__STATED GOAL__
Identify each line in the items below containing the string "cloudy" and copy those lines. Match case exactly.

···

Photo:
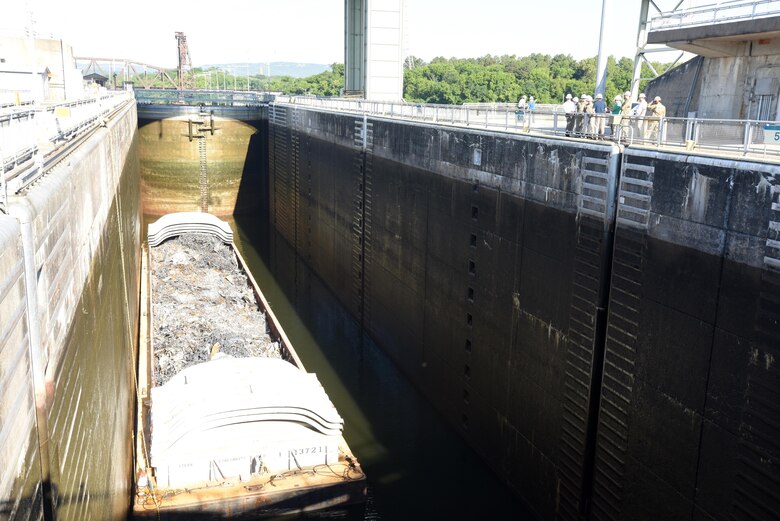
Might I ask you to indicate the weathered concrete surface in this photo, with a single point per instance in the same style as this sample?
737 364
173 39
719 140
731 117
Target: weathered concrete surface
679 88
20 480
79 226
477 261
171 164
689 421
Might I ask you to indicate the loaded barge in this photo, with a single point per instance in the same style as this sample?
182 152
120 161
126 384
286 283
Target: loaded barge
229 423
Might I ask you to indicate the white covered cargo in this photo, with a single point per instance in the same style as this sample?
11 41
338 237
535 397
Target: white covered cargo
238 418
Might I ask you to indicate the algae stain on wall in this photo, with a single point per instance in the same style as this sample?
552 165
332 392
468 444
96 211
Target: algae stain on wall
172 169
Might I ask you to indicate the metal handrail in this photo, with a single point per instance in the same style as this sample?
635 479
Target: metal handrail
201 96
30 138
730 136
715 13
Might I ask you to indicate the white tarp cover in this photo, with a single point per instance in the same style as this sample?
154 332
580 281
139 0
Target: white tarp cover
235 417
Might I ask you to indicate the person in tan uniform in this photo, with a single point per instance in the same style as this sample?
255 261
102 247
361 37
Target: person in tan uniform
580 103
626 111
656 110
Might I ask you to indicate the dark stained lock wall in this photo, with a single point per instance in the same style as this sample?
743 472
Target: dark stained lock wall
477 261
689 424
602 325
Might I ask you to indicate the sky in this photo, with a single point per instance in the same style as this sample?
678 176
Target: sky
312 31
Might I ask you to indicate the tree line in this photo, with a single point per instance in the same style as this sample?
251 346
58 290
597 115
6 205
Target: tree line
489 79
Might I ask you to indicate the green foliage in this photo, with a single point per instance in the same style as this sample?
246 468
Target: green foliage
506 78
328 83
456 81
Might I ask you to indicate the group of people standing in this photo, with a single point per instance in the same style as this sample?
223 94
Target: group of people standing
587 117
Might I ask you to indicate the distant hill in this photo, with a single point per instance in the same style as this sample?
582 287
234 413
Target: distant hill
296 70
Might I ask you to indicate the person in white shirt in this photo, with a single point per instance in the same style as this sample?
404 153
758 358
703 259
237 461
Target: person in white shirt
640 111
569 110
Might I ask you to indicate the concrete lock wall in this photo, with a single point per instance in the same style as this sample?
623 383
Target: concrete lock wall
187 167
689 423
20 480
478 261
79 227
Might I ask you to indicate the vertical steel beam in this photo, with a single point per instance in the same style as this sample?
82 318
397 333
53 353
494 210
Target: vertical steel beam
641 42
355 40
601 65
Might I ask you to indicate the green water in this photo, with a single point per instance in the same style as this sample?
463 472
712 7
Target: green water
417 466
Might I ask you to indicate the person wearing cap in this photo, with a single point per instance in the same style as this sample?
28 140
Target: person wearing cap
590 118
601 110
522 106
569 110
640 111
617 103
580 104
656 111
626 111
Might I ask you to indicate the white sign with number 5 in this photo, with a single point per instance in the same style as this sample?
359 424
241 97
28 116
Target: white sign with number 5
772 134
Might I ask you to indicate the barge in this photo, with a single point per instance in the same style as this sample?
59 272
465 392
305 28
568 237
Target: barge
229 424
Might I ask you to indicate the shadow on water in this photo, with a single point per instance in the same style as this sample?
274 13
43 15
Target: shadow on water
417 466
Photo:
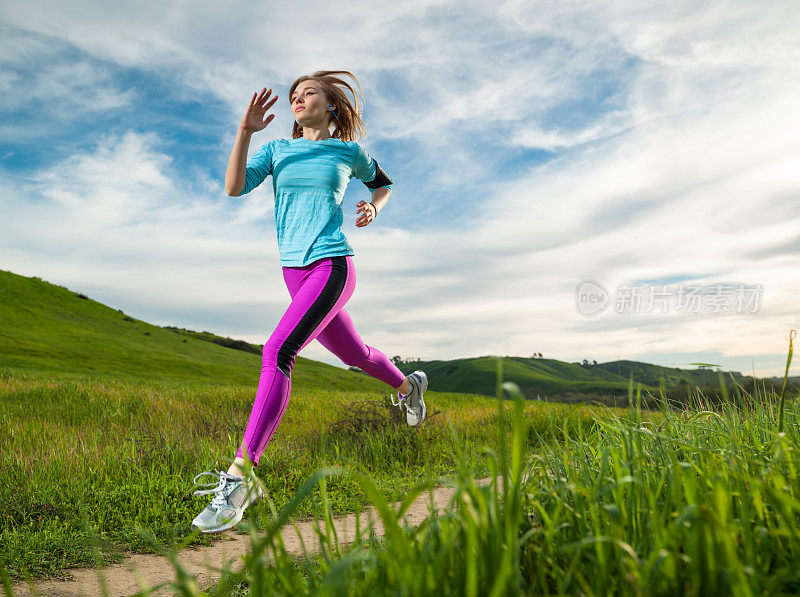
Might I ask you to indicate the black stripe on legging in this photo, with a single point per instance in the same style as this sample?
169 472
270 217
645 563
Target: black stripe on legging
315 314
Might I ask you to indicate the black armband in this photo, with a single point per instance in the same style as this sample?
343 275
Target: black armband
380 180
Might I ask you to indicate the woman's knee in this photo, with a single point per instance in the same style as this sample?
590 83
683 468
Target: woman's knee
356 356
280 355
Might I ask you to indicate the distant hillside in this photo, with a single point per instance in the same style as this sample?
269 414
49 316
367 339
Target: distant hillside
549 378
45 327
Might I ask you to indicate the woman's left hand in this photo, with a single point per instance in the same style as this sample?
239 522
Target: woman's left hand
367 213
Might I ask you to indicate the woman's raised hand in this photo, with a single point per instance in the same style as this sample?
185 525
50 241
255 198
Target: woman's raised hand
253 119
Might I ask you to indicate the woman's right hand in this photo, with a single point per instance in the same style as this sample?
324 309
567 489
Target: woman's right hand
253 119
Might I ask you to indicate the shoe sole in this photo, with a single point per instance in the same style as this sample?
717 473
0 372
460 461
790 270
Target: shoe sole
421 399
234 521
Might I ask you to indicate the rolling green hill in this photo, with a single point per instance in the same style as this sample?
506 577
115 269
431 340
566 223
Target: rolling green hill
549 378
45 327
49 328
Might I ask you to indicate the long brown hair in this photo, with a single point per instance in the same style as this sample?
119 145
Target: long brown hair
349 118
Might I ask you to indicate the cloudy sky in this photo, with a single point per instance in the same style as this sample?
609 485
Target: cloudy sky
594 180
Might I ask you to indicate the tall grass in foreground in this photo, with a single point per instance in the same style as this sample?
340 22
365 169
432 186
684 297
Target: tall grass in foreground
700 502
91 462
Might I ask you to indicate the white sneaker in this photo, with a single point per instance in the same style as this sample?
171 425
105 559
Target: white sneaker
232 495
413 402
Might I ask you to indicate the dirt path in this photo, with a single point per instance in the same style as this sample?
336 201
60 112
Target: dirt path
140 570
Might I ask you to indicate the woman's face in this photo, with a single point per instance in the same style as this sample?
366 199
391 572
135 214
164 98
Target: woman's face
309 104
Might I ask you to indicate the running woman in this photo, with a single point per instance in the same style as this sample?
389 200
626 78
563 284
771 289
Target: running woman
309 172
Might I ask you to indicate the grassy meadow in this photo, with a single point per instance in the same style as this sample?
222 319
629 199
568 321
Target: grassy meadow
685 502
93 458
105 420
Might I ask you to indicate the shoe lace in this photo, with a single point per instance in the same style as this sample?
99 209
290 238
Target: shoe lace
216 487
400 402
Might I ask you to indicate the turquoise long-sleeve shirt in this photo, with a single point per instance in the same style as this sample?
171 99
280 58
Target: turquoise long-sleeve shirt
309 179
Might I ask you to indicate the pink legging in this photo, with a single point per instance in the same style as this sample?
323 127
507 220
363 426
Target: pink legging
319 291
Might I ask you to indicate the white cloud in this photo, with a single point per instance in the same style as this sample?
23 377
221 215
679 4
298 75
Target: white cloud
673 131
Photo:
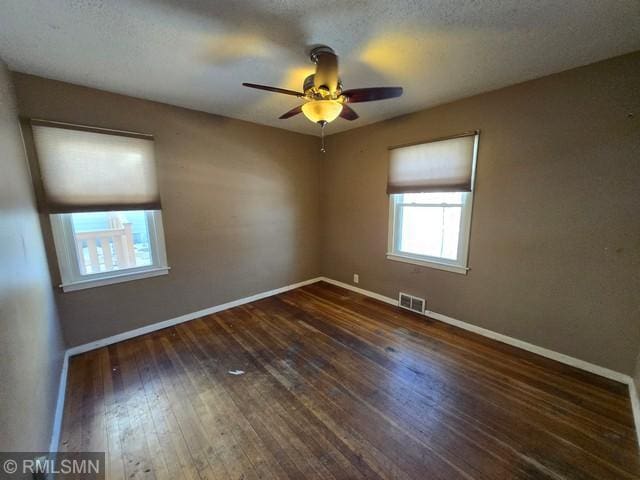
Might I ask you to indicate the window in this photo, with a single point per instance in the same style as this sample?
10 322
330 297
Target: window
101 192
431 195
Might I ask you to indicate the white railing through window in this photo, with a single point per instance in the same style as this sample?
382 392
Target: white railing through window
106 250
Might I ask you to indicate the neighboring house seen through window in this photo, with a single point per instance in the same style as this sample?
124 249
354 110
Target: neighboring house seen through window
101 192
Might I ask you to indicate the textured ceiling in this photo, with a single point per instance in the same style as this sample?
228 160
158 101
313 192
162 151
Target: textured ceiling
196 53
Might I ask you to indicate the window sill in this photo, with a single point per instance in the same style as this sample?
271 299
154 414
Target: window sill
427 263
119 278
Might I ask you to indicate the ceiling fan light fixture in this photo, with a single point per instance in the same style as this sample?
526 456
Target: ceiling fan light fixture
322 111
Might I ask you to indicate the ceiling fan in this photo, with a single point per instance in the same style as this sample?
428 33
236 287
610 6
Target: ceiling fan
323 95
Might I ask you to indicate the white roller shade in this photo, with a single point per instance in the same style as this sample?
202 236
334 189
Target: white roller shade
92 170
437 166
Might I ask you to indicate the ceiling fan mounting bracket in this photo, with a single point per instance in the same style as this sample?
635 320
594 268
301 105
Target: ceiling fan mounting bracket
316 52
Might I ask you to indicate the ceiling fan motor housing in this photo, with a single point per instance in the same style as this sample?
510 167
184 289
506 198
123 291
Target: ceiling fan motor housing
326 79
309 84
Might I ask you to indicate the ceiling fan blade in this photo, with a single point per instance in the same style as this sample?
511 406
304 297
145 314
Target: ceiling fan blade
371 94
291 113
348 113
274 89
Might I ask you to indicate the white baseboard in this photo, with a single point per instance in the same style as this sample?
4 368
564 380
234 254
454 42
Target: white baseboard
634 394
57 418
560 357
182 318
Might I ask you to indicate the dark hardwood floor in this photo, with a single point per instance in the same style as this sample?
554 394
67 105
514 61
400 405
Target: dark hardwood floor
338 385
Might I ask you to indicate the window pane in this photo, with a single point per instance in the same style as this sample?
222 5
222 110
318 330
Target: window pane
451 232
422 230
107 241
431 231
434 197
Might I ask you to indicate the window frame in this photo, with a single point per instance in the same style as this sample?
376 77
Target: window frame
461 264
66 253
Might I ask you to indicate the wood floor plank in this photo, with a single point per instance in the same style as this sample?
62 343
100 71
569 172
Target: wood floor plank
339 386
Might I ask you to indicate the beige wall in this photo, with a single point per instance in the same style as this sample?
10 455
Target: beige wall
240 208
31 348
555 242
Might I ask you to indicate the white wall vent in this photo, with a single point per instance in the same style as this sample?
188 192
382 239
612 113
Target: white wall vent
415 304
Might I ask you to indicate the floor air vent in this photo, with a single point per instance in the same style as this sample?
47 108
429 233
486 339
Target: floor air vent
412 303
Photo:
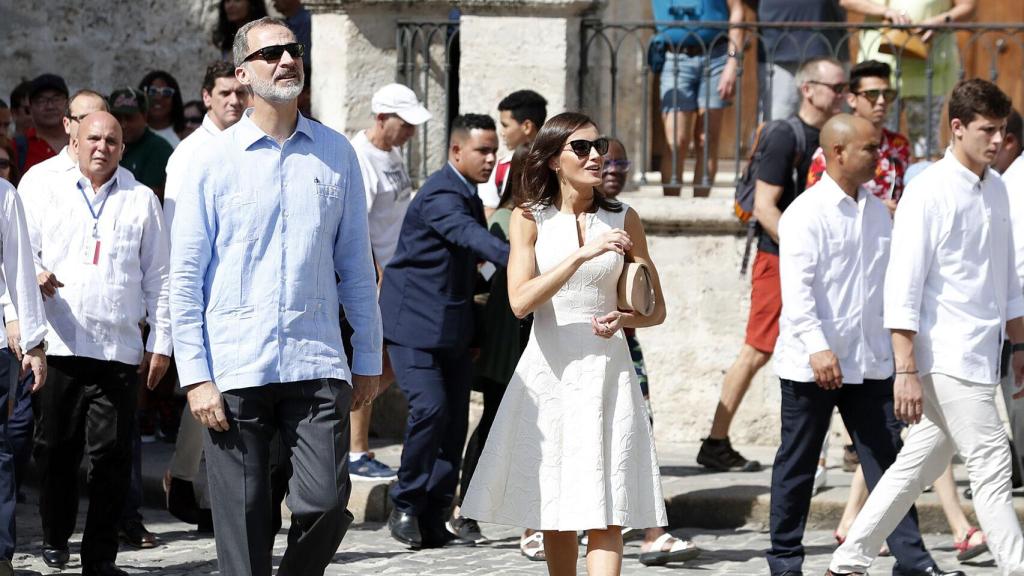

···

__RESULT FOR THIS TASK__
Might I ask you to indicate the cloudy sky in this photo, with a single point per instance in the same style as this sample?
Target: cloudy sky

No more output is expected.